**SUPPLIED TEXT**
[Start of section]
Nevertheless, it was realized that the nuclear genomic profile of mutated descendants of an invasive transposon family, or families, could provide molecular markers for species-specificity, though much of this analysis had focused on transposon display of retrotransposons in plant species26,27, as well as analysis of unique miniature inverted repeat transposable elements (MITES)28. We postulated, however, that common species identity could also be inferred by nearly identical, albeit significantly mutated, transposon sequences within a common genomic insertion site in different individuals or strains. It was reasoned that while it was possible for an identical functional transposon, having an insertion site specificity, to be discovered in a common genomic site in different reproductively isolated species, it would be highly unlikely for the same element to follow nearly identical paths of mutation accumulation in these species as a neutral element after initial inactivation of autonomous mobility. In addition, the identity of common proximal genomic sequences was expected to provide added support for relatedness, and the level of transposon sequence degeneracy relative to the functional element could provide a time estimation for the initial invasion of the ancestral transposon into the species, presumably by inter-species horizontal transfer29,30.

To test the possibility that a complete mutated piggyBac descendant transposon, and its proximal genomic insertion site sequences, could be a marker for common species identity, we isolated a complete, albeit mutated, piggyBac-like transposon from the wild type Kahuku Hawaiian strain of B. dorsalis (pBacBd-Kah). To identify homologs of this element, whose insertion site and sequence identity could be an indicator of phylogenetic relatedness, PCR was performed with internal piggyBac primers and proximal genomic primers in other Bactrocera strains and species. The initial preliminary tests were on Tanzanian flies morphologically similar to B. dorsalis31,32, but later defined as an independent species, B. invadens6, which provided the first molecular evidence for them being a common species33,34. Further validation for this approach came from repetition of this analysis and expansion to include additional B. dorsalis strains, strains of all the synonymized species, and more distantly related species considered to be monophyletic, but known to harbor piggyBac-like elements including four strains of B. carambolae24. Notably, B. carambolae is the most closely related species to B. dorsalis considered to be monophyletic, but whose actual relationship has not been definitively determined for all geographically distinct strains16,17.

Methods

Insects

The Bactrocera species analyzed for this study were all verified by taxonomists and are listed in Table 1 with their country of origin, and region/locale collected if known. References to source material, collections or reports of previous phylogenetic analysis are listed, and for those strains in which the pBacBd-Kah homolog element has been isolated the GenBank accession number has been provided.

Table 1 Bactrocera species screened for homologs of the B. dorsalis-Kahuku piggyBac element.
[End of section]
**TASK DESCRIPTION**
Reproduce the piggyBac transposon passage word for word, starting at the words "The Bactrocera species" and ending after "has been provided.".

**Stored data entries**
[Start of section]
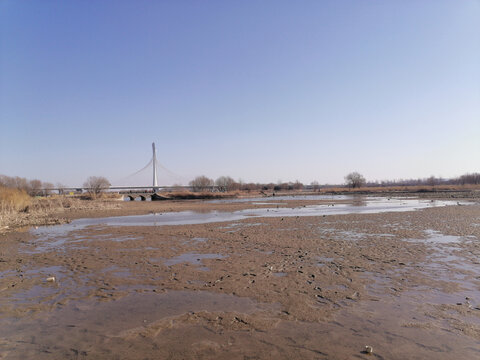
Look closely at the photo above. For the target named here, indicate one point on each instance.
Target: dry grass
(13, 200)
(49, 210)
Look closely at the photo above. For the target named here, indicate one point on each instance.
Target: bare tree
(355, 180)
(226, 183)
(201, 183)
(34, 187)
(96, 184)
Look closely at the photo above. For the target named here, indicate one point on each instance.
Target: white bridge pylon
(154, 160)
(156, 166)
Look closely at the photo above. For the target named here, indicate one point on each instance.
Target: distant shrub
(96, 185)
(201, 183)
(13, 199)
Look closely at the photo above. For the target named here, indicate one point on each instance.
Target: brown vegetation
(96, 185)
(13, 200)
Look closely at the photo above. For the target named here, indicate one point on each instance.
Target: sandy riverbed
(319, 287)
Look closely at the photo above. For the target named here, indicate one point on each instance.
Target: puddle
(117, 271)
(270, 199)
(372, 205)
(92, 320)
(191, 258)
(438, 238)
(54, 238)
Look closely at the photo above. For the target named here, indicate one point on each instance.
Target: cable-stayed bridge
(142, 192)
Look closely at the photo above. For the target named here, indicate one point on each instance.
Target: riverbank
(61, 209)
(296, 287)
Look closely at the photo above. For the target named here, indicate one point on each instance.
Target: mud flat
(286, 278)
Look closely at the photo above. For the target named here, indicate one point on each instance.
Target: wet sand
(291, 287)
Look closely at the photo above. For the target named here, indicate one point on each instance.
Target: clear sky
(261, 91)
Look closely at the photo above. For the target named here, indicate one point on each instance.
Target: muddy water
(308, 287)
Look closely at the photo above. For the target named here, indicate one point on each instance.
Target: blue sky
(262, 91)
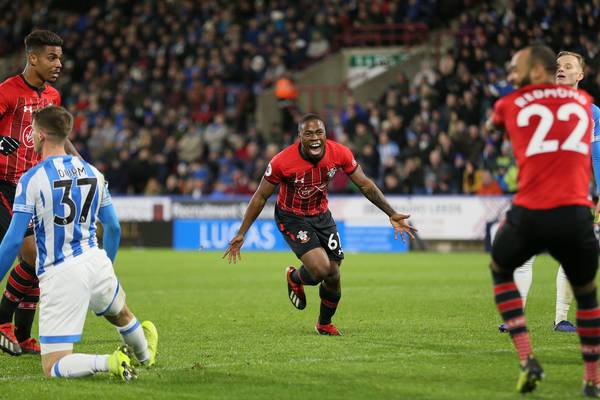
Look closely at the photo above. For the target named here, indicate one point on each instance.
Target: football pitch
(417, 326)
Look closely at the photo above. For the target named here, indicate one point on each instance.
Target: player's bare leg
(564, 297)
(141, 337)
(588, 328)
(510, 305)
(326, 272)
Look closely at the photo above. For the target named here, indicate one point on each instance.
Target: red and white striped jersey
(18, 100)
(303, 182)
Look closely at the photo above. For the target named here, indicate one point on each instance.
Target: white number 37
(538, 144)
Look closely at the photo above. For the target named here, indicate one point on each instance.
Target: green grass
(418, 326)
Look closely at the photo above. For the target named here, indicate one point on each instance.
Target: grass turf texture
(417, 326)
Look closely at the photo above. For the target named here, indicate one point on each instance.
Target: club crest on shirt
(28, 136)
(303, 236)
(307, 192)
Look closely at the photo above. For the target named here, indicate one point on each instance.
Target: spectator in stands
(489, 186)
(318, 46)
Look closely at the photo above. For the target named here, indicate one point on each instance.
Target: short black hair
(39, 38)
(542, 54)
(308, 117)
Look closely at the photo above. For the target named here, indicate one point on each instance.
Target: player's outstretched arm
(112, 230)
(255, 206)
(370, 190)
(12, 240)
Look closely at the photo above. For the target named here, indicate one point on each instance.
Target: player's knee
(47, 370)
(496, 268)
(28, 254)
(333, 273)
(582, 290)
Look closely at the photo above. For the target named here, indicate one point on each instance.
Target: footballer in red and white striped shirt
(303, 171)
(20, 96)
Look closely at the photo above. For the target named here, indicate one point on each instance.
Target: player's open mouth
(315, 148)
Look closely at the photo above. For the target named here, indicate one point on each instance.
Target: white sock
(523, 276)
(564, 296)
(79, 365)
(133, 335)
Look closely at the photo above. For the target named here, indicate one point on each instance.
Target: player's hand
(400, 225)
(233, 250)
(8, 145)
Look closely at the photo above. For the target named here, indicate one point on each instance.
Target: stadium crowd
(163, 94)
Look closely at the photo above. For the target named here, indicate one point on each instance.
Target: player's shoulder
(11, 81)
(332, 144)
(51, 90)
(27, 177)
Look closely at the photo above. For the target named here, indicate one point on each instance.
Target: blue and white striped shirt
(64, 194)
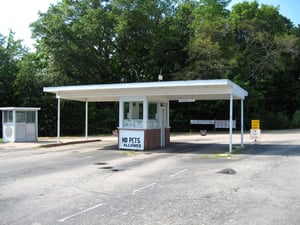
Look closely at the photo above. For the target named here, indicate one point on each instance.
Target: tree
(11, 51)
(208, 44)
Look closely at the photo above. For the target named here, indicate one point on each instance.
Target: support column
(242, 123)
(58, 119)
(230, 122)
(121, 113)
(36, 125)
(145, 114)
(86, 119)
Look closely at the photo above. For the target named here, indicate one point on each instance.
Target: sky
(18, 14)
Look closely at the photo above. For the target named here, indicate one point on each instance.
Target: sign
(255, 134)
(212, 122)
(224, 124)
(255, 124)
(131, 139)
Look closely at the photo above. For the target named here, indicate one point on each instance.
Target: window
(30, 117)
(20, 117)
(133, 110)
(8, 118)
(152, 111)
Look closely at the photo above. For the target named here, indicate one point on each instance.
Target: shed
(19, 124)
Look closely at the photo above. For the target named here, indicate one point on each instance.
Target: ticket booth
(19, 124)
(143, 123)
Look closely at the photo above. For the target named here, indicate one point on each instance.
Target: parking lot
(193, 181)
[End of section]
**REPLY TO THE TASK**
The Bactrocera species analyzed for this study were all verified by taxonomists and are listed in Table 1 with their country of origin, and region/locale collected if known. References to source material, collections or reports of previous phylogenetic analysis are listed, and for those strains in which the pBacBd-Kah homolog element has been isolated the GenBank accession number has been provided.